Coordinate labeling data
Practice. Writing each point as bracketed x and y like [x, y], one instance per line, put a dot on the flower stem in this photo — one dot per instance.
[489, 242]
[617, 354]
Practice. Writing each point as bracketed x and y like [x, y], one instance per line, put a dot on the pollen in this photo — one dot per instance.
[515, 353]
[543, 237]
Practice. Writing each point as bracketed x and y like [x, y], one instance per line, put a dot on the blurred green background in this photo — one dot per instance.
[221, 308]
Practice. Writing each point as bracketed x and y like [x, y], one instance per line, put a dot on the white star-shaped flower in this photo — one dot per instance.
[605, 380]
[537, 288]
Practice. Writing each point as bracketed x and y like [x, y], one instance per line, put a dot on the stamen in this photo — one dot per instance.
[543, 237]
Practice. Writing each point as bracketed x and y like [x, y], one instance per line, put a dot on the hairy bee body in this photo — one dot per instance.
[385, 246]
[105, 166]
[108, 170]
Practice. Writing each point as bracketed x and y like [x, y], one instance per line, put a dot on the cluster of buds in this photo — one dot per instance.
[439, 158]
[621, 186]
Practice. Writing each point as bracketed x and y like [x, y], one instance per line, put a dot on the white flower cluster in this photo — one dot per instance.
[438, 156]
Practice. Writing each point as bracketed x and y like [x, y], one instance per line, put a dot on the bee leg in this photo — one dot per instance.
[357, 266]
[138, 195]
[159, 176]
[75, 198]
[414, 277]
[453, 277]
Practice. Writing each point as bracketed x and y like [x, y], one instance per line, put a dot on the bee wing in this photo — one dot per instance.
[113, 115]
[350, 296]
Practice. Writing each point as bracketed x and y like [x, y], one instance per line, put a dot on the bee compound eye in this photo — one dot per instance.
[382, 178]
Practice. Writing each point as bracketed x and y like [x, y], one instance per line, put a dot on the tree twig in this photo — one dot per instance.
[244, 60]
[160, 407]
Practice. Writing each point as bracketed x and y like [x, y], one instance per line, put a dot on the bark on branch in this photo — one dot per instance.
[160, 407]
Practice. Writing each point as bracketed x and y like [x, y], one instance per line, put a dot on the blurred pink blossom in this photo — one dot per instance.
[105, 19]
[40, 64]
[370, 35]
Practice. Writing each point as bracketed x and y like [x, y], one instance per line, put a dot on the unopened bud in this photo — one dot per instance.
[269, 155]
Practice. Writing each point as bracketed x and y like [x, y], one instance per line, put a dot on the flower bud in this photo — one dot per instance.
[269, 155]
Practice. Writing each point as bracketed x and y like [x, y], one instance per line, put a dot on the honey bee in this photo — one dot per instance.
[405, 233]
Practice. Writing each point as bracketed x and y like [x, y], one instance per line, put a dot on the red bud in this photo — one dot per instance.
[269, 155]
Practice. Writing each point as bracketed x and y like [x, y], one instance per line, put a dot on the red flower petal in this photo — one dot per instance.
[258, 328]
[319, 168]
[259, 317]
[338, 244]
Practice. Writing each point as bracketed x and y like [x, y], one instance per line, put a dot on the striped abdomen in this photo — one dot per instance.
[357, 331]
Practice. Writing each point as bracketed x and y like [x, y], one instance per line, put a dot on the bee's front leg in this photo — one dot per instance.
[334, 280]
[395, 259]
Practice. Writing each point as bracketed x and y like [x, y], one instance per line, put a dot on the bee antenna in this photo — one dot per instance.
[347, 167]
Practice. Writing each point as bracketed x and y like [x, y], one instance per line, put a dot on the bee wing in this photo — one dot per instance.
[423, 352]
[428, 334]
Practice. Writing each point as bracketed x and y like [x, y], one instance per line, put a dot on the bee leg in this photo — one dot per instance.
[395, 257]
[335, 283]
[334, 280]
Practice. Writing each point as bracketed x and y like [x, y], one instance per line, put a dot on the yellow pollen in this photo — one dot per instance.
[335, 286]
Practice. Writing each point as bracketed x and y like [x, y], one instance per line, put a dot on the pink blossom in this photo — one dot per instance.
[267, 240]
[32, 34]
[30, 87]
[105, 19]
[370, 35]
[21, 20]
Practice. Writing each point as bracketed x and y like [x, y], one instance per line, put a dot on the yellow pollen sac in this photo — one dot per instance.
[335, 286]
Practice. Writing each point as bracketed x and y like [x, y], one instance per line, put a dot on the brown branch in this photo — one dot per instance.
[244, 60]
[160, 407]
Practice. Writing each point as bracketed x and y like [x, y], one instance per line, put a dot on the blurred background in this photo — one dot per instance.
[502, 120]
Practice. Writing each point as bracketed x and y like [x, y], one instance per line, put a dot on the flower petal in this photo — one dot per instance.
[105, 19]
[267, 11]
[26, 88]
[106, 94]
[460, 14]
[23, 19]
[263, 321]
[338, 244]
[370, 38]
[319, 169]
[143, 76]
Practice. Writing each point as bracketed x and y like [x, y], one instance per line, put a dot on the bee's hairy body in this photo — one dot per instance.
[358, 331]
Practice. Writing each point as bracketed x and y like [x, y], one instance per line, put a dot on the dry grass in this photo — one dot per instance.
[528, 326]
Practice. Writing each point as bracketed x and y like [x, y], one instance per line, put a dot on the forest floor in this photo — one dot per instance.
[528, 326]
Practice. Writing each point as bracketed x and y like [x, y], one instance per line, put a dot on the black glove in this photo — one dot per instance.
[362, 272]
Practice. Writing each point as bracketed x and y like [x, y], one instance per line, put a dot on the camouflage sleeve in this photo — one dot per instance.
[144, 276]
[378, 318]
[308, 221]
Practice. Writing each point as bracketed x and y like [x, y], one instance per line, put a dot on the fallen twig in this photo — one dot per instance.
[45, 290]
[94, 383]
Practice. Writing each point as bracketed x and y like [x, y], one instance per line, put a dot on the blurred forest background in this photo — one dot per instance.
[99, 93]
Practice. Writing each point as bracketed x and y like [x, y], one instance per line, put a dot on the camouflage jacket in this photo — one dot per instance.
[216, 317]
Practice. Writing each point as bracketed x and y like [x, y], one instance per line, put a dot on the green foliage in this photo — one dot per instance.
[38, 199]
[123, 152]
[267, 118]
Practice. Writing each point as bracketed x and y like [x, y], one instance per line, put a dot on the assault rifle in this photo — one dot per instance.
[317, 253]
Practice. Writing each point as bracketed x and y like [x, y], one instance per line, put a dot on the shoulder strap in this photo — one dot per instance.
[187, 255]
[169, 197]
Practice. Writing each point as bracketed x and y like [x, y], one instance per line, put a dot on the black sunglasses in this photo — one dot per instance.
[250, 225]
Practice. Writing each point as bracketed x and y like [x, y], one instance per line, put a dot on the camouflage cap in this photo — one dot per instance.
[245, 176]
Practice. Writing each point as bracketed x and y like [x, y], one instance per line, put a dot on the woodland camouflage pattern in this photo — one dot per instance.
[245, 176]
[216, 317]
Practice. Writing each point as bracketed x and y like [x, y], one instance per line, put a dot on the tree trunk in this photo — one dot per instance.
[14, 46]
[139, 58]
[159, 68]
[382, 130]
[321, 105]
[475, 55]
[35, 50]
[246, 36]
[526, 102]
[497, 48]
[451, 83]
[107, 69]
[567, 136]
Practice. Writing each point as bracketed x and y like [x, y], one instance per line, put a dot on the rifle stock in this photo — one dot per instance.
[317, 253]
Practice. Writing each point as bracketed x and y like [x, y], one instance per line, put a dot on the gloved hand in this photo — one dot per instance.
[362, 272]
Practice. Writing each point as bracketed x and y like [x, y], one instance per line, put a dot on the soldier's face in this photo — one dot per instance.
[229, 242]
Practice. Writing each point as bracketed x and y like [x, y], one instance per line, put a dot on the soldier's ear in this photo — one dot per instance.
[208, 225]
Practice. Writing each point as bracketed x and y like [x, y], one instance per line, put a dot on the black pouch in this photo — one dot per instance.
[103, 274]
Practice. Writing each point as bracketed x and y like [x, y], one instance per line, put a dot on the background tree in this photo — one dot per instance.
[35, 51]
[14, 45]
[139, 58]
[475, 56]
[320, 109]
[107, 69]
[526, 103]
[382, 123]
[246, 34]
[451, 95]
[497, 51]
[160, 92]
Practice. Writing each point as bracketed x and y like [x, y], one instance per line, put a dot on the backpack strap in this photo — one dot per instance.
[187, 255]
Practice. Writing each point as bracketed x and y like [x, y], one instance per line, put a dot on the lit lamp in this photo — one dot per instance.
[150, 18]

__Exercise requirements__. Render everything in the listing from the line containing "the lit lamp" down to the end of the listing as a numbered list, leaving out any blank lines.

__Solution__.
1. Practice. Writing each point as bracketed x and y like [x, y], one instance per line, put a dot on the lit lamp in this photo — one dot per instance.
2. [150, 18]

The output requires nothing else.